TEXT PASSAGE:
Class CfsSubsetEval

java.lang.Object
weka.attributeSelection.ASEvaluation
weka.attributeSelection.CfsSubsetEval
All Implemented Interfaces:
Serializable, SubsetEvaluator, CapabilitiesHandler, CapabilitiesIgnorer, CommandlineRunnable, OptionHandler, RevisionHandler, TechnicalInformationHandler, ThreadSafe

public class CfsSubsetEval extends ASEvaluation implements SubsetEvaluator, ThreadSafe, OptionHandler, TechnicalInformationHandler
CfsSubsetEval :

Evaluates the worth of a subset of attributes by considering the individual predictive ability of each feature along with the degree of redundancy between them.

Subsets of features that are highly correlated with the class while having low intercorrelation are preferred.

For more information see:

M. A. Hall (1998). Correlation-based Feature Subset Selection for Machine Learning. Hamilton, New Zealand.

BibTeX:

 @phdthesis{Hall1998,
    address = {Hamilton, New Zealand},
    author = {M. A. Hall},
    school = {University of Waikato},
    title = {Correlation-based Feature Subset Selection for Machine Learning},
    year = {1998}
 }
 

Valid options are:

 -M
  Treat missing values as a separate value.
 
 -L
  Don't include locally predictive attributes.
 
 -Z
  Precompute the full correlation matrix at the outset, rather than compute correlations lazily (as needed) during the search. Use this in conjuction with parallel processing in order to speed up a backward search.
 
 -P <int>
  The size of the thread pool, for example, the number of cores in the CPU. (default 1)
 
 -E <int>
  The number of threads to use, which should be >= size of thread pool. (default 1)

GIVEN INFORMATION:
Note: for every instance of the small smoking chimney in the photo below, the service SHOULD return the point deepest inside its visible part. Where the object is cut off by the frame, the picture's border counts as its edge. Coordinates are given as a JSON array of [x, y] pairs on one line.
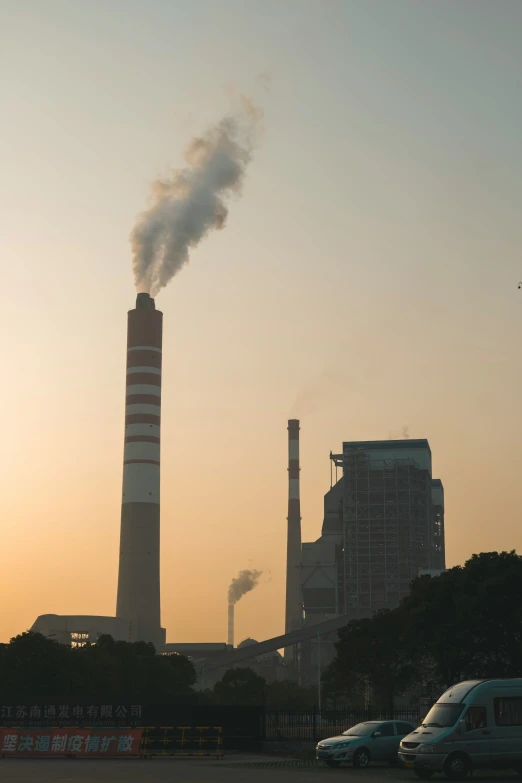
[[293, 550], [244, 582], [231, 625]]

TASKS AND EXERCISES:
- 1) Can you update the part of the CfsSubsetEval documentation that opens with the words containing "java.lang.Object" and closes with "intercorrelation are preferred.", putting "overlap" in place of "redundancy"?
- 2) In the CfsSubsetEval documentation, which school is listed for the cited thesis?

RESPONSES TO THE TASKS:
- 1)
java.lang.Object
weka.attributeSelection.ASEvaluation
weka.attributeSelection.CfsSubsetEval
All Implemented Interfaces:
Serializable, SubsetEvaluator, CapabilitiesHandler, CapabilitiesIgnorer, CommandlineRunnable, OptionHandler, RevisionHandler, TechnicalInformationHandler, ThreadSafe

public class CfsSubsetEval extends ASEvaluation implements SubsetEvaluator, ThreadSafe, OptionHandler, TechnicalInformationHandler
CfsSubsetEval :

Evaluates the worth of a subset of attributes by considering the individual predictive ability of each feature along with the degree of overlap between them.

Subsets of features that are highly correlated with the class while having low intercorrelation are preferred.

- 2) The University of Waikato.